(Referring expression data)
- - - -

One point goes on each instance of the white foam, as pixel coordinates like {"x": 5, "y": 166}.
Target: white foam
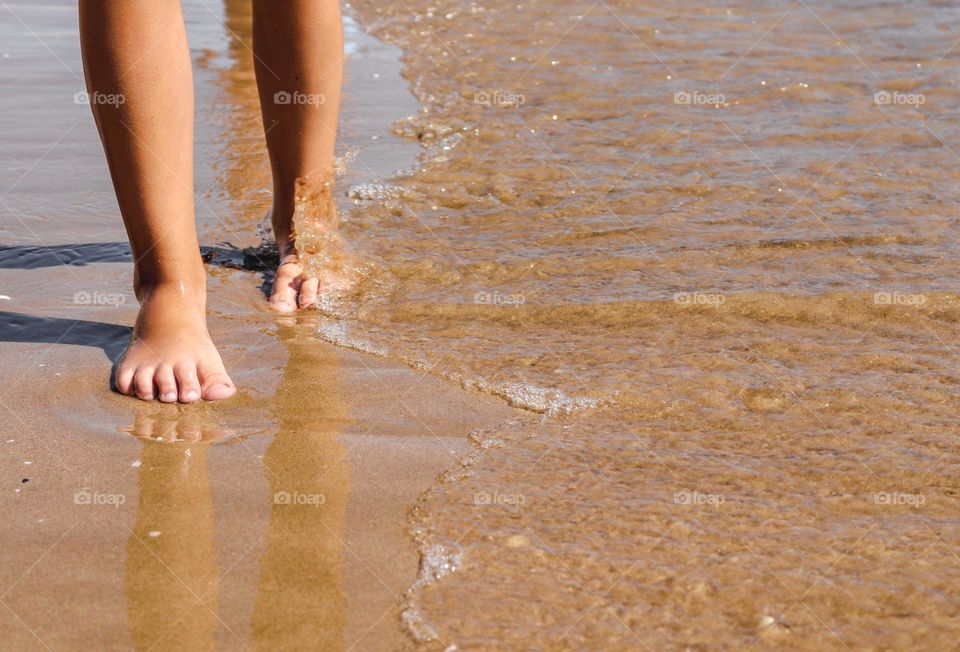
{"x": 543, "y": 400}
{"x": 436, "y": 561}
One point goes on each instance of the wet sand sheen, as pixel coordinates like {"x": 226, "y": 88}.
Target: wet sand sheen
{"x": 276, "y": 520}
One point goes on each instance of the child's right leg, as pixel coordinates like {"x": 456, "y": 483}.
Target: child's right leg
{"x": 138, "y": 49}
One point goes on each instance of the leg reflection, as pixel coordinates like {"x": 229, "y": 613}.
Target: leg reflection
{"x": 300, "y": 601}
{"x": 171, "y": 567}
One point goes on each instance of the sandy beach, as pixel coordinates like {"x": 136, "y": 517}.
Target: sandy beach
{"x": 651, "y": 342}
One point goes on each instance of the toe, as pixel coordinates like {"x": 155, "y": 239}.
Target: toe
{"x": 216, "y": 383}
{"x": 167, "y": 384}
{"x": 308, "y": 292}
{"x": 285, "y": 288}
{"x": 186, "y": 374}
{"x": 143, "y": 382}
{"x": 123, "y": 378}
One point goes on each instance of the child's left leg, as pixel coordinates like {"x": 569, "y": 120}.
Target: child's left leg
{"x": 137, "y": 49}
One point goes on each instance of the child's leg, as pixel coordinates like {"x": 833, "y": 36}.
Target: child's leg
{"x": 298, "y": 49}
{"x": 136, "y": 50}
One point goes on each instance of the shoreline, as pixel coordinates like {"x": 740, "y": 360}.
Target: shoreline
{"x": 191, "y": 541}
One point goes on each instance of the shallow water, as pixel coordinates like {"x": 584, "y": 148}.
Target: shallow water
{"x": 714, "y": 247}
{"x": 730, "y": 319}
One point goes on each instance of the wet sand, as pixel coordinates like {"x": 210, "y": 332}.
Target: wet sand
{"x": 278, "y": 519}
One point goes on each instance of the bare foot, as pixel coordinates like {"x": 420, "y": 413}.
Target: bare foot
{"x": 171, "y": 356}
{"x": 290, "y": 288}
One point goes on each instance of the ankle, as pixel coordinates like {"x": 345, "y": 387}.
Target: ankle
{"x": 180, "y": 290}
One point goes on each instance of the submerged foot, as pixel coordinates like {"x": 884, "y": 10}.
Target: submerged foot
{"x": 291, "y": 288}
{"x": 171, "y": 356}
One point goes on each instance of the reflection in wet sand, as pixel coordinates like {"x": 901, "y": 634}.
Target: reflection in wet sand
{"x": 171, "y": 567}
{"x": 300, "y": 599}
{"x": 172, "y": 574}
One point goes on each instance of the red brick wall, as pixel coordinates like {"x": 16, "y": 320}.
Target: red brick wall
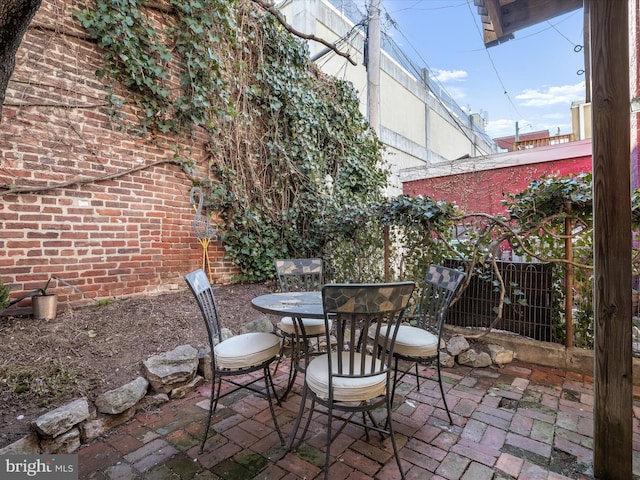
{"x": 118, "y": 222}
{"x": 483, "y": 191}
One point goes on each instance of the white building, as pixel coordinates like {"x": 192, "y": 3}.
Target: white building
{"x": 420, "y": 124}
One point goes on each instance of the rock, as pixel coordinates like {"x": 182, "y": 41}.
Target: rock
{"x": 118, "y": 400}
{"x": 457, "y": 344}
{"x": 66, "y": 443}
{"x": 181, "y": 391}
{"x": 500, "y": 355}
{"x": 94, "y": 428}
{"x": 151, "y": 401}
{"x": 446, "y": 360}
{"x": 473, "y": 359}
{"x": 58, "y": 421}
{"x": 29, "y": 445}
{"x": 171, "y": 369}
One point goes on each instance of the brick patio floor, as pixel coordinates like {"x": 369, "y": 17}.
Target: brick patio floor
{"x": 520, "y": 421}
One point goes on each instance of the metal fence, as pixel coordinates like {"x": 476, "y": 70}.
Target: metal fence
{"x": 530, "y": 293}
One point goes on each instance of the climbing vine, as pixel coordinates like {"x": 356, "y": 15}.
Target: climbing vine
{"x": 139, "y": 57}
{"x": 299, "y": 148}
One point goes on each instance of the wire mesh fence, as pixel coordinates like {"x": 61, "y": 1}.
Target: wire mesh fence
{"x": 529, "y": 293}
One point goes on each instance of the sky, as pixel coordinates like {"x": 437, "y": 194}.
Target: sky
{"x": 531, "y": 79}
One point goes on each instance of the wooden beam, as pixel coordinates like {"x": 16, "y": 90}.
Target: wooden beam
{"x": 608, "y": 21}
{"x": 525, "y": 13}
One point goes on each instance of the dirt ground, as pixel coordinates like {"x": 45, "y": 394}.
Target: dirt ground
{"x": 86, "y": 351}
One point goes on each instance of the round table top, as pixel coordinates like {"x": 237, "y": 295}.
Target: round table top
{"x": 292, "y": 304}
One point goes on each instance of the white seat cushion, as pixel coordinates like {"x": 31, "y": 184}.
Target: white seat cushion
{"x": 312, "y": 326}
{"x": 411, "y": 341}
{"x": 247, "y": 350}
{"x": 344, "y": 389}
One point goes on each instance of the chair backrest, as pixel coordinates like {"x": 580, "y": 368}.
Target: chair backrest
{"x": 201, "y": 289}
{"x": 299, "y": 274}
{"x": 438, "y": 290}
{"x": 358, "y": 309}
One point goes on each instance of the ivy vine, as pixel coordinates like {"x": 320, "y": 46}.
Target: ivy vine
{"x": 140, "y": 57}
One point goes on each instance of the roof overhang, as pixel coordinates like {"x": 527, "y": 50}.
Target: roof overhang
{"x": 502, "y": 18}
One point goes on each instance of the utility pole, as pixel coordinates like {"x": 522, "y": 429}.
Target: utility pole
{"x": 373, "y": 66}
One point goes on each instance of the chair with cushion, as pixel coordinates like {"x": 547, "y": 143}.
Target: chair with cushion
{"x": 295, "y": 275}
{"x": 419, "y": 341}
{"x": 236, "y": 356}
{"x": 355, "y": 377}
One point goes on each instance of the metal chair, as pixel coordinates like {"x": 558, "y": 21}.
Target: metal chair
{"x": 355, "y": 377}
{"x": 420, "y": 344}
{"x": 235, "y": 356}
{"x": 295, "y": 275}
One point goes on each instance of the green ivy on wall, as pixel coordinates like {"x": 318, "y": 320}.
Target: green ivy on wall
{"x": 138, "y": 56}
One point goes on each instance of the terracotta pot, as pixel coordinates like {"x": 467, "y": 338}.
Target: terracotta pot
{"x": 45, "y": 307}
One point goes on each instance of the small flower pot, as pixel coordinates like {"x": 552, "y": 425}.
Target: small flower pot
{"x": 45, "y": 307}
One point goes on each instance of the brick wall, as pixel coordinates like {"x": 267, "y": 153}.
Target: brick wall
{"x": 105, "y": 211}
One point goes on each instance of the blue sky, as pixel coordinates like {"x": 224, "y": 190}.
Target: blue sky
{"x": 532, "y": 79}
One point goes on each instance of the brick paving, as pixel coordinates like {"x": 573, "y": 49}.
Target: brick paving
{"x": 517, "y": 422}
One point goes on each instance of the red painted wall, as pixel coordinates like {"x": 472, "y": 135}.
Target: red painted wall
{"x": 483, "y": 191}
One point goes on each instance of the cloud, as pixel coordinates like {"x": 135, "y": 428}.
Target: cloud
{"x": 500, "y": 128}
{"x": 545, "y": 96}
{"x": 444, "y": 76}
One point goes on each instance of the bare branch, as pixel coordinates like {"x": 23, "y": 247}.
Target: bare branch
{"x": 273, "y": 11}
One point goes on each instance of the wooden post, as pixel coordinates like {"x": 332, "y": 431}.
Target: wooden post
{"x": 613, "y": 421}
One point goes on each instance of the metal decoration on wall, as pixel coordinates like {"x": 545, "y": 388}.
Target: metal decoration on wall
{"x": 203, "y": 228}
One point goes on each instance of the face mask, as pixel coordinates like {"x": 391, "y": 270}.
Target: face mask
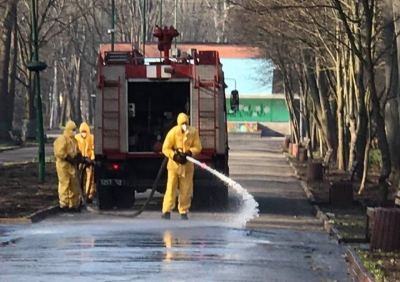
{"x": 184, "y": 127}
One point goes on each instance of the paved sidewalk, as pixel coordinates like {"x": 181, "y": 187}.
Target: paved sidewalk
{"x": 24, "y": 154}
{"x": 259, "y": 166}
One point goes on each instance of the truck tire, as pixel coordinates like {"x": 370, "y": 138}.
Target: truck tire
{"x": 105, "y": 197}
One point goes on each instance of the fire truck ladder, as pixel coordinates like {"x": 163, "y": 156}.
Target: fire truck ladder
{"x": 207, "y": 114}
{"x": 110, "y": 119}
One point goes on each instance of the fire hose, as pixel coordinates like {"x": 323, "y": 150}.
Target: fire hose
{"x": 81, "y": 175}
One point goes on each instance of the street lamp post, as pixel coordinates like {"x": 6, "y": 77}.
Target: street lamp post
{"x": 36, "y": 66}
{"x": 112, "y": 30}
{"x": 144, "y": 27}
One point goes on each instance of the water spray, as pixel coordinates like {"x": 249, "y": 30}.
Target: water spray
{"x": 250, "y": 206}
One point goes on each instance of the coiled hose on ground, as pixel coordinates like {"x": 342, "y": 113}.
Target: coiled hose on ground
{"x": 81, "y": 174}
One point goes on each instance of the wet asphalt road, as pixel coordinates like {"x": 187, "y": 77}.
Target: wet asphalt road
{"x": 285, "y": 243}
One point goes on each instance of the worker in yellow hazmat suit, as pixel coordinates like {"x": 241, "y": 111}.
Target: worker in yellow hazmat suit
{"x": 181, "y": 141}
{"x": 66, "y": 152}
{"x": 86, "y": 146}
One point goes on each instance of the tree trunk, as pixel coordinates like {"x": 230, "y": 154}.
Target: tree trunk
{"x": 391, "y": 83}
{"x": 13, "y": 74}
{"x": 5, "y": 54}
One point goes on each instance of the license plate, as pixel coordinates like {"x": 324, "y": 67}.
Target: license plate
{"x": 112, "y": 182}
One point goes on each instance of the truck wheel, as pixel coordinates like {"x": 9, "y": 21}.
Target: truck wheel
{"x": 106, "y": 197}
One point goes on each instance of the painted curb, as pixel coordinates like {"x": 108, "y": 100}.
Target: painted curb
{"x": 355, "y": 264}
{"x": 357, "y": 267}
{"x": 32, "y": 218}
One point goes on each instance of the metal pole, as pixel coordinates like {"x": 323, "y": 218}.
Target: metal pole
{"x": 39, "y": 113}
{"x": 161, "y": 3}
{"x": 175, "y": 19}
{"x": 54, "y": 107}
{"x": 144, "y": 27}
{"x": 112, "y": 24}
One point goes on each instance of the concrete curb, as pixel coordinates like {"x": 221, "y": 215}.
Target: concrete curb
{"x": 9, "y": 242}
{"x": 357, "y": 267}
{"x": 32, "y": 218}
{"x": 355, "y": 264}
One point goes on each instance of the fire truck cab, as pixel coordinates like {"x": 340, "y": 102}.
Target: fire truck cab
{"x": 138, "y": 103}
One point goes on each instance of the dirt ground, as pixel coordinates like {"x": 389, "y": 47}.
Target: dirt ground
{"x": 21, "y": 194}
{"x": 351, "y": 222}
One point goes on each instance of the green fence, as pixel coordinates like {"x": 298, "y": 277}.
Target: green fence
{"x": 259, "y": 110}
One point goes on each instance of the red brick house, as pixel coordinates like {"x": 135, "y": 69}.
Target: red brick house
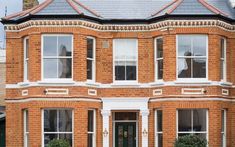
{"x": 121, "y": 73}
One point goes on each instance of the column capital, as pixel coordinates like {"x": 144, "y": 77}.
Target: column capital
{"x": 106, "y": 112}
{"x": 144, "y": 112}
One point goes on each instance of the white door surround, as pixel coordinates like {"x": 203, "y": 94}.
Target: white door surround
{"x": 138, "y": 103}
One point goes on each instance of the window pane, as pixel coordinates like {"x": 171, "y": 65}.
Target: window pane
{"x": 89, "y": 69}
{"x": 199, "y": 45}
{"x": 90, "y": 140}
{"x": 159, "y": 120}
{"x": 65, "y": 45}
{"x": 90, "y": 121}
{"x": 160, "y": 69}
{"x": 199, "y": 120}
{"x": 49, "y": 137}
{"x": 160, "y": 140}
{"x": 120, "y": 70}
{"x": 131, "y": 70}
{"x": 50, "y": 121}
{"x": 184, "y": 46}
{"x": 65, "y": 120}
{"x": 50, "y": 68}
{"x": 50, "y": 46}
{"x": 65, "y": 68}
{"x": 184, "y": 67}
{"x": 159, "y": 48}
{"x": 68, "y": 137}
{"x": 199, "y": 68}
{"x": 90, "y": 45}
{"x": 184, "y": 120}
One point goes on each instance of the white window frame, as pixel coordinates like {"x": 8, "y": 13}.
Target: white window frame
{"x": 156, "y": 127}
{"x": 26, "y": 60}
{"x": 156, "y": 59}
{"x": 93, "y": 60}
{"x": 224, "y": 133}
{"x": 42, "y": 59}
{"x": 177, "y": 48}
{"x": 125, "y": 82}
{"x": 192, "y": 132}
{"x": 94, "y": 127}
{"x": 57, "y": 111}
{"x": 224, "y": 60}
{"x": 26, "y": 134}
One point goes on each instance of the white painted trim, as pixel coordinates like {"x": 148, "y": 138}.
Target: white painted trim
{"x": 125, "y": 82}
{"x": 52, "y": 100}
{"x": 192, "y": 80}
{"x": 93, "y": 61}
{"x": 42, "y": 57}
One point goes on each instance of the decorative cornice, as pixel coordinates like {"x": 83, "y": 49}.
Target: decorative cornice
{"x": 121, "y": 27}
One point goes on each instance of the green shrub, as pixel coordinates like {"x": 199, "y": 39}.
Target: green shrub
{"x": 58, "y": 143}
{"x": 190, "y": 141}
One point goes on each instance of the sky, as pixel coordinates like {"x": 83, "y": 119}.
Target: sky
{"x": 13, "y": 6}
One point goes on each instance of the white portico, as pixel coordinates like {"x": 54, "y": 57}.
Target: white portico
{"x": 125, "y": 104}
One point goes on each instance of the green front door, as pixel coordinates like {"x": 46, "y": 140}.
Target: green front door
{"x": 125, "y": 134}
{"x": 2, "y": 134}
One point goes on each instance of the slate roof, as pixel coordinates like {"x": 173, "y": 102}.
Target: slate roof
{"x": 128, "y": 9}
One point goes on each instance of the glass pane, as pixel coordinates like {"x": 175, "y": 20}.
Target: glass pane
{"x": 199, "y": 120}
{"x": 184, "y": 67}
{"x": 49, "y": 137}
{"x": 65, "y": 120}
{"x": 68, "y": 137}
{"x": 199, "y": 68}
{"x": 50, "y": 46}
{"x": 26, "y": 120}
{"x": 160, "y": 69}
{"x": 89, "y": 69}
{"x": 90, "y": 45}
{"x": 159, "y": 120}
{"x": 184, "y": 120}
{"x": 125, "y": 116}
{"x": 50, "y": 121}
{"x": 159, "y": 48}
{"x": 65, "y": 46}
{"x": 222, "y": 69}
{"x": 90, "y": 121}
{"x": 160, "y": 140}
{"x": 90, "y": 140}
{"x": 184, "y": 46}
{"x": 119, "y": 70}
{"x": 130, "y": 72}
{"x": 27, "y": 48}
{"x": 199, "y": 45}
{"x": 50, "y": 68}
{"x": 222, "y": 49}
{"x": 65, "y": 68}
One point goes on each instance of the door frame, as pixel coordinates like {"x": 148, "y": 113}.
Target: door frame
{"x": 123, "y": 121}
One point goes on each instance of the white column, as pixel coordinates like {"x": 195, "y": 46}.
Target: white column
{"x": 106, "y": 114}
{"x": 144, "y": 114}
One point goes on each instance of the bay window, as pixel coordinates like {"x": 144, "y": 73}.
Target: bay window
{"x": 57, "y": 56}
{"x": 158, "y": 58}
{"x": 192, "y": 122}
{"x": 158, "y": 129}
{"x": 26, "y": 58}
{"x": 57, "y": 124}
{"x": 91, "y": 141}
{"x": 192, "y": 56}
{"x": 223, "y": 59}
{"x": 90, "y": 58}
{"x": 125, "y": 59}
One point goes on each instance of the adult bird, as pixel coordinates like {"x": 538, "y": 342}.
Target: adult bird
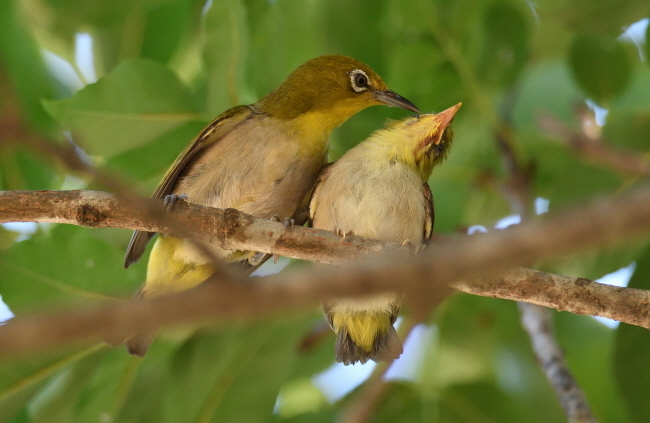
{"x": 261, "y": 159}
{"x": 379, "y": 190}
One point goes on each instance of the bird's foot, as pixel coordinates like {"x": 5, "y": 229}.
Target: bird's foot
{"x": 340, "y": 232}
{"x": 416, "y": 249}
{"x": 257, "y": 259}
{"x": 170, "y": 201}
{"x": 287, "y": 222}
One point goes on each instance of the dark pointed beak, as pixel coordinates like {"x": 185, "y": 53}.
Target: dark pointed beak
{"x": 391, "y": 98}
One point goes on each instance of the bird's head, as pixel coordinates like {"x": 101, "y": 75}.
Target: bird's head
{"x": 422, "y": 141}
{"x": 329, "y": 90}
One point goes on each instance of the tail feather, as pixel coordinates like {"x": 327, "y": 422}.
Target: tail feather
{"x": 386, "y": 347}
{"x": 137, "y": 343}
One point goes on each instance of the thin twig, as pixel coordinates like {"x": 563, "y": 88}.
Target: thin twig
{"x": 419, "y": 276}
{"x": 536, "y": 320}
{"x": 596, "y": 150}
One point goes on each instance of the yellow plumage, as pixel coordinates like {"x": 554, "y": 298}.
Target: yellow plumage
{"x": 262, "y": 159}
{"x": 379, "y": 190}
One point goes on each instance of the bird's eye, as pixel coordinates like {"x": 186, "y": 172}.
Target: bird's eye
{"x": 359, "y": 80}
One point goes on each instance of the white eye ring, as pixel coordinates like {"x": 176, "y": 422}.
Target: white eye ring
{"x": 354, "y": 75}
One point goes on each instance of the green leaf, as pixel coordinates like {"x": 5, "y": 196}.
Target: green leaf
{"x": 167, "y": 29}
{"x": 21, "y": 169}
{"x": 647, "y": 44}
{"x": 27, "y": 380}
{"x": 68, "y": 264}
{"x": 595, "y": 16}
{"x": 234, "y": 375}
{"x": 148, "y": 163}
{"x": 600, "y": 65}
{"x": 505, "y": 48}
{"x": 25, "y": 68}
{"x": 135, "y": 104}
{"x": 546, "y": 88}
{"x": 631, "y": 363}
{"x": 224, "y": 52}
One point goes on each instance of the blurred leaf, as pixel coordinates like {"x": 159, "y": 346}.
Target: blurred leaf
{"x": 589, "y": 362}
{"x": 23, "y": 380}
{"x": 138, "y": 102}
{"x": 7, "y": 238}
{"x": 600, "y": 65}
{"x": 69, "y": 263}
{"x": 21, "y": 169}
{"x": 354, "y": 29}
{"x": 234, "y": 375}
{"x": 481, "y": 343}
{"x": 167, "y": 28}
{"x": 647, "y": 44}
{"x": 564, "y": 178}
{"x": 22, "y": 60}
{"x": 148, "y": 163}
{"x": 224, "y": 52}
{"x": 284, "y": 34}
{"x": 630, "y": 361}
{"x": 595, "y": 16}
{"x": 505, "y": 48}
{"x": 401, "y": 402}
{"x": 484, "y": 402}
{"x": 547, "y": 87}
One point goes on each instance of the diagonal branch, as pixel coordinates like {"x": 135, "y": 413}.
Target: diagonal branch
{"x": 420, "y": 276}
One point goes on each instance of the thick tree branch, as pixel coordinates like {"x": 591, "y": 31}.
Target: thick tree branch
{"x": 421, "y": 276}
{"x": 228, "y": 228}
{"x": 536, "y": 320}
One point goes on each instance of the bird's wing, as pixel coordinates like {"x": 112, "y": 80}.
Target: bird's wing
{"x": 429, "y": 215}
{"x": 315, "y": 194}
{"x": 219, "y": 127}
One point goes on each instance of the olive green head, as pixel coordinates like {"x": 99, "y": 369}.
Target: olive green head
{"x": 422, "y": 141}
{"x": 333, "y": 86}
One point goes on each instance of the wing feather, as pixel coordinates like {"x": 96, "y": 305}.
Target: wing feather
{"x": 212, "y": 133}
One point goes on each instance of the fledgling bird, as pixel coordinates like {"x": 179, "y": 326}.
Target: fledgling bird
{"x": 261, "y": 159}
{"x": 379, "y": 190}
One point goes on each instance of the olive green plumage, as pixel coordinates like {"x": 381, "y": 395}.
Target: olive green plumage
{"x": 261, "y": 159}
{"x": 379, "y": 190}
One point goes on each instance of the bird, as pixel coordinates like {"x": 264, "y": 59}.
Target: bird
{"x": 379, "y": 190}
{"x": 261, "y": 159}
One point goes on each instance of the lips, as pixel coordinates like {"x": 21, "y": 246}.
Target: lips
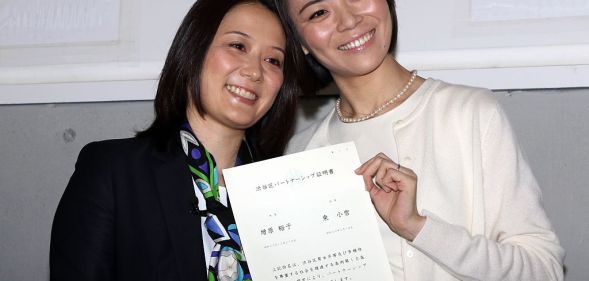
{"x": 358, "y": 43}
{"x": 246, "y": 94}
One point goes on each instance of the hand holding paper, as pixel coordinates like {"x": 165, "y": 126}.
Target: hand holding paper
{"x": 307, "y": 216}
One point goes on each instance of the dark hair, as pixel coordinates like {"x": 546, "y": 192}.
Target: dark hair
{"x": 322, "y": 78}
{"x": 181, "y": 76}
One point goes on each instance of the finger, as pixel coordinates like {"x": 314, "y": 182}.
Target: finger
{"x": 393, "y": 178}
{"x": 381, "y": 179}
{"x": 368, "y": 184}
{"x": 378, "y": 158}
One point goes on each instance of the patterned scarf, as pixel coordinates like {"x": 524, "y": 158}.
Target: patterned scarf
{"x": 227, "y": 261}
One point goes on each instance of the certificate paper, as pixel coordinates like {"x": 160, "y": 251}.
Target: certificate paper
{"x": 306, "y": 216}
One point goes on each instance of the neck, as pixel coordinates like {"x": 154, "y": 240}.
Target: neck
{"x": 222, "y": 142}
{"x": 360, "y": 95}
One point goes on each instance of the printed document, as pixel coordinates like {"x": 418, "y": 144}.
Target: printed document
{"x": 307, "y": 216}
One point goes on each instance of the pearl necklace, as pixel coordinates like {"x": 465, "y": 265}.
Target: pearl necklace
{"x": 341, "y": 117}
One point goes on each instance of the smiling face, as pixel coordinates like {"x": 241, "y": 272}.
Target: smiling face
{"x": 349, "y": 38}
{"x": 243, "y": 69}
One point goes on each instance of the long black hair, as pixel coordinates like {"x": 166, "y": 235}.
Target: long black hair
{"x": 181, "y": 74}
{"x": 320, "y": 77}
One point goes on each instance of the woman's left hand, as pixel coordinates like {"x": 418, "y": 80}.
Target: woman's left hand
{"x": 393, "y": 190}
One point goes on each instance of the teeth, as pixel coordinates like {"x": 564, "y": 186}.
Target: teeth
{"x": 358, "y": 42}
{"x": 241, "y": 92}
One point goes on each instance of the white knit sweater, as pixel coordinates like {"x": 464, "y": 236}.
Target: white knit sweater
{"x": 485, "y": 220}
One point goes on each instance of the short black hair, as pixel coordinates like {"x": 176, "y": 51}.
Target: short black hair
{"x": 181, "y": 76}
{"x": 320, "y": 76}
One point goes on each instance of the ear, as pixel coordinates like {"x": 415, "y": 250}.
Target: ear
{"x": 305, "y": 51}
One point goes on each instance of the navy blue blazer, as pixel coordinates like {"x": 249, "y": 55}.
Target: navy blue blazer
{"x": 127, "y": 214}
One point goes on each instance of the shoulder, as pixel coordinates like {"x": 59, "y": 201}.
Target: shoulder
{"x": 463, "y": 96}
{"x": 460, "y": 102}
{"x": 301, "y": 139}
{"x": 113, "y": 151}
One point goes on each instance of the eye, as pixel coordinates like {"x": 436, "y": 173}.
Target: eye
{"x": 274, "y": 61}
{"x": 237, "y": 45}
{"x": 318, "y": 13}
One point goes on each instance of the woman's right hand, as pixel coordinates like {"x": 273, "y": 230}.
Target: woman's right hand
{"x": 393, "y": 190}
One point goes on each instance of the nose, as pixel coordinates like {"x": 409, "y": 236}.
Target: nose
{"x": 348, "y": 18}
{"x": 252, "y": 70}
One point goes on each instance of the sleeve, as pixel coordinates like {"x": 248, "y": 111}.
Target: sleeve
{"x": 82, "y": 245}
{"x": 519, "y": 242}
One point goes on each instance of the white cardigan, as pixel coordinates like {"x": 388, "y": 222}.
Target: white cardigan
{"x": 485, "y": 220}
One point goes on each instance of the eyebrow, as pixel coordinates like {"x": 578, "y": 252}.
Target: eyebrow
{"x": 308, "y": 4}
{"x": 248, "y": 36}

- - - -

Return a word-for-word copy of the lines above from the one holding "Target: worker in yellow hazmat suit" through the one holding "One point goes on each instance of the tree", with both of them included and nothing besides.

• Your response:
Target: worker in yellow hazmat suit
{"x": 181, "y": 141}
{"x": 66, "y": 152}
{"x": 86, "y": 146}
One point goes on each instance of the tree trunk, as pixel coordinates like {"x": 230, "y": 154}.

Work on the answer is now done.